§ Work task
Update the stretch of the material from the line containing "329L50 324L60 306L113" through the end of the material by replacing "rough mask" with "coarse mask", and write those lines out again with everything else unchanged.

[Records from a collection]

Segment Open

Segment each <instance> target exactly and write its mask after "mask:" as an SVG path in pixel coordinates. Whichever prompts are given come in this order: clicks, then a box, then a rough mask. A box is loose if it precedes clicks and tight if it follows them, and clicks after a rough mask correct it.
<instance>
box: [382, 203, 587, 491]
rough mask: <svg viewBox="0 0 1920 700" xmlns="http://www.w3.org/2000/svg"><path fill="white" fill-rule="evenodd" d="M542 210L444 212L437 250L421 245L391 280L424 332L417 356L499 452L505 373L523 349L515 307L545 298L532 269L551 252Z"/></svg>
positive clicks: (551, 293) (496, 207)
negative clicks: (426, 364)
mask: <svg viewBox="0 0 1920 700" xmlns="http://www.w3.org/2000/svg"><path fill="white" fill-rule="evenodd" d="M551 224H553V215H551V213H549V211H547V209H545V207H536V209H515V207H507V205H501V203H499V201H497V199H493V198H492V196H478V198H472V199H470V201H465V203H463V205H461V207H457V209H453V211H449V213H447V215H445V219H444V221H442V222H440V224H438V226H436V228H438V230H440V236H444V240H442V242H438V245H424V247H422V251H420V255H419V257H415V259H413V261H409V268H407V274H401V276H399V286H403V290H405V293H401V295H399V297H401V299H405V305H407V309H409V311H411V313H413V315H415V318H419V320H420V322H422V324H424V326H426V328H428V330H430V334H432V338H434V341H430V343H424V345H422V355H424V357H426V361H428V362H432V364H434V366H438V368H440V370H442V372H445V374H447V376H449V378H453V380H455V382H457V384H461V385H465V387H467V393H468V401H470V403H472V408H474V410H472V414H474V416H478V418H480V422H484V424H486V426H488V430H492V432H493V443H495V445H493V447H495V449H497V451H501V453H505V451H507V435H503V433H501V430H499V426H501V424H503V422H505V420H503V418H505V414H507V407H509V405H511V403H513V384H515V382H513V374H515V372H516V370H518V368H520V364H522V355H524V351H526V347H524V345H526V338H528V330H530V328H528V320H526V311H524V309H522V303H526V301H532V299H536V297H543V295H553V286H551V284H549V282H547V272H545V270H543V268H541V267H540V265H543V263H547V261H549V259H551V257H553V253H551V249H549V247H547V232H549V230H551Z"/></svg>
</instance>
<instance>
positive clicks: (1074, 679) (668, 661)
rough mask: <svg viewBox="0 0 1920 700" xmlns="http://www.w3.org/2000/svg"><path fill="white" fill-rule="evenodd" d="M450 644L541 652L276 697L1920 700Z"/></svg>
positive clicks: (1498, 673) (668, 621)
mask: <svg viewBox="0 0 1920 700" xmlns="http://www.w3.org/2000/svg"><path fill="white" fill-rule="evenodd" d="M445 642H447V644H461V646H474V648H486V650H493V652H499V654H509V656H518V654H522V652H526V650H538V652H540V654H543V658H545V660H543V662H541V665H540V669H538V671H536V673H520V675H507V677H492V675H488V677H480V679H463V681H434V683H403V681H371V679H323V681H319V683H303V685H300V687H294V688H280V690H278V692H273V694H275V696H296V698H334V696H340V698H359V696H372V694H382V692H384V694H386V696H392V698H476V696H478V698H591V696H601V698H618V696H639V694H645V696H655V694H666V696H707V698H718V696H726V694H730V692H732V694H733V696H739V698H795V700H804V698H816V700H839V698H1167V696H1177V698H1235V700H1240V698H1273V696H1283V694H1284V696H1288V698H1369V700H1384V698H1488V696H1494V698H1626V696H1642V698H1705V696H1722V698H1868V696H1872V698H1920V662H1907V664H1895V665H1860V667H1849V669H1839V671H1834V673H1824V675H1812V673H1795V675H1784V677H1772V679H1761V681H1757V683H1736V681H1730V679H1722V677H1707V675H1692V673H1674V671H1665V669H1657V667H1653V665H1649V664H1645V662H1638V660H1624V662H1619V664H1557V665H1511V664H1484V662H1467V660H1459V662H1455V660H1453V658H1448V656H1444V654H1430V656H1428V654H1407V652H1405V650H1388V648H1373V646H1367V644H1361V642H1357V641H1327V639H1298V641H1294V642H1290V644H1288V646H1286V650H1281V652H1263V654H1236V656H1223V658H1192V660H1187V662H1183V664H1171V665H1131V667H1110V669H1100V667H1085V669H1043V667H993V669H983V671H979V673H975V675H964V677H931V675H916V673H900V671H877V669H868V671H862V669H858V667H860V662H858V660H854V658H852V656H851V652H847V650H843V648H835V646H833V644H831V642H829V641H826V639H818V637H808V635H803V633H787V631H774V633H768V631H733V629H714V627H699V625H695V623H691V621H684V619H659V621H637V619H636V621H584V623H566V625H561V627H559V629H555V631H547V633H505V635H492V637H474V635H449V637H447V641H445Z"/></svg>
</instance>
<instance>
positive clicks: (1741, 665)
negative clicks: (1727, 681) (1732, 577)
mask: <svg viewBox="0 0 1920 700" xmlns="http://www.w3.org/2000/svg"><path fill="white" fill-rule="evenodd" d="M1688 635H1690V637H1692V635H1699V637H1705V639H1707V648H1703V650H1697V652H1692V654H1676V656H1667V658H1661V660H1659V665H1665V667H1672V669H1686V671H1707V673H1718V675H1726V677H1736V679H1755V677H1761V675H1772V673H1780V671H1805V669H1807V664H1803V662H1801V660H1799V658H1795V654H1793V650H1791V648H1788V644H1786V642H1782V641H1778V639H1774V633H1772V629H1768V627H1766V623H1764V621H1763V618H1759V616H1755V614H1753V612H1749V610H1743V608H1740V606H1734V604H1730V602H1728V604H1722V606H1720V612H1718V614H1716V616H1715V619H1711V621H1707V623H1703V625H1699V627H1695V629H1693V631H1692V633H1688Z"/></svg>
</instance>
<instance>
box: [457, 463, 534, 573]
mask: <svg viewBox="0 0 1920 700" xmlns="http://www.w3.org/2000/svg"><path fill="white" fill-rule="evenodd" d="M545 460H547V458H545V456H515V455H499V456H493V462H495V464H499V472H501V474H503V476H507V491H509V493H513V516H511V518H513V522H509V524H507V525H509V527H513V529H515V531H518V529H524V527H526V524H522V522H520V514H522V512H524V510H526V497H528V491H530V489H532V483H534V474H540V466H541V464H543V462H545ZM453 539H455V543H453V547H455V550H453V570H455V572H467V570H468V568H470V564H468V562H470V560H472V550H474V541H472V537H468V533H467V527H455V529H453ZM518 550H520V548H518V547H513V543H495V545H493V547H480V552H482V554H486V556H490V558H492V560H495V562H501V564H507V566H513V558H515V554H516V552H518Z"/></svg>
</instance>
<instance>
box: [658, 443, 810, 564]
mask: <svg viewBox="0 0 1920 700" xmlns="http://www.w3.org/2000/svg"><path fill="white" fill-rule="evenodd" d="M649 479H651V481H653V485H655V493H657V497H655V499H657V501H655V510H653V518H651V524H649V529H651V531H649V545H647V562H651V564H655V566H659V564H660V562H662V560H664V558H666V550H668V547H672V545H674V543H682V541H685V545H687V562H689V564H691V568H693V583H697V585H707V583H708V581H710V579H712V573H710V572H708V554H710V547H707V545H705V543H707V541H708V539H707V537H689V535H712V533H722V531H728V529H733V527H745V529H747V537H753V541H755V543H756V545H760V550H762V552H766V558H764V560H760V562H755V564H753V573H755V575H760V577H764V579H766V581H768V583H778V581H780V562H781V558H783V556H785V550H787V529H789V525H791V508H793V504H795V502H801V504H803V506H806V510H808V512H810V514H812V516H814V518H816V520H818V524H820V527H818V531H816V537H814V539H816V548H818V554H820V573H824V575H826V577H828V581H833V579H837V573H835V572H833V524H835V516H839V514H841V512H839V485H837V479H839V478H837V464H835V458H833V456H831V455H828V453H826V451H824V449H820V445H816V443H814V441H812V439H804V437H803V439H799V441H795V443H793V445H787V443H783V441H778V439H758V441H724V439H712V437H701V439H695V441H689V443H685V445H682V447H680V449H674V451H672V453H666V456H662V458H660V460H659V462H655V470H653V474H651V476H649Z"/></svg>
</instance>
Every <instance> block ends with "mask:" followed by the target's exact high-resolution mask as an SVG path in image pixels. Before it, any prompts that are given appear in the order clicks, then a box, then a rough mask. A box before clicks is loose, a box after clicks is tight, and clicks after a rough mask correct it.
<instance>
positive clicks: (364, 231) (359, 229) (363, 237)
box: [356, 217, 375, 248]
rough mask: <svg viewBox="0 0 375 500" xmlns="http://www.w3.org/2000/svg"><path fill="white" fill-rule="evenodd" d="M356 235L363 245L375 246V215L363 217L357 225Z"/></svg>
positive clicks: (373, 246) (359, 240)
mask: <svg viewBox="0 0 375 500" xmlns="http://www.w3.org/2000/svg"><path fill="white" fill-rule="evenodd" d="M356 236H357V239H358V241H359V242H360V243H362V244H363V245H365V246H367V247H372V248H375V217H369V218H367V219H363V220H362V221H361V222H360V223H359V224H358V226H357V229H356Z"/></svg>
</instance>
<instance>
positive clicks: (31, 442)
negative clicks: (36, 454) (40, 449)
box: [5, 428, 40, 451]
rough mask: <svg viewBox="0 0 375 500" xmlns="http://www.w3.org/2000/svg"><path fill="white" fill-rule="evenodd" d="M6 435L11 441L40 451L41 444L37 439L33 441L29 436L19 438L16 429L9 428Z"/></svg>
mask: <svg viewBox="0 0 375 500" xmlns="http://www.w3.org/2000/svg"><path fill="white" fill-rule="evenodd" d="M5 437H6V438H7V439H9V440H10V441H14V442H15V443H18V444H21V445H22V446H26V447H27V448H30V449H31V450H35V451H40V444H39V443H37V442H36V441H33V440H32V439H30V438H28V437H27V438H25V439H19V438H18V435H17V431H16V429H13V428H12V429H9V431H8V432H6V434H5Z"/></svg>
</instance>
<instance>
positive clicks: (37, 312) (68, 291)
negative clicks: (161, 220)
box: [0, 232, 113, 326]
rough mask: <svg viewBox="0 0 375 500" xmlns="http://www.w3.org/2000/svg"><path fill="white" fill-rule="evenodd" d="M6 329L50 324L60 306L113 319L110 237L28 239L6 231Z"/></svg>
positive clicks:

Segment Closed

§ Task output
coarse mask: <svg viewBox="0 0 375 500" xmlns="http://www.w3.org/2000/svg"><path fill="white" fill-rule="evenodd" d="M6 329L50 324L60 306L113 319L110 237L28 239L6 231Z"/></svg>
positive clicks:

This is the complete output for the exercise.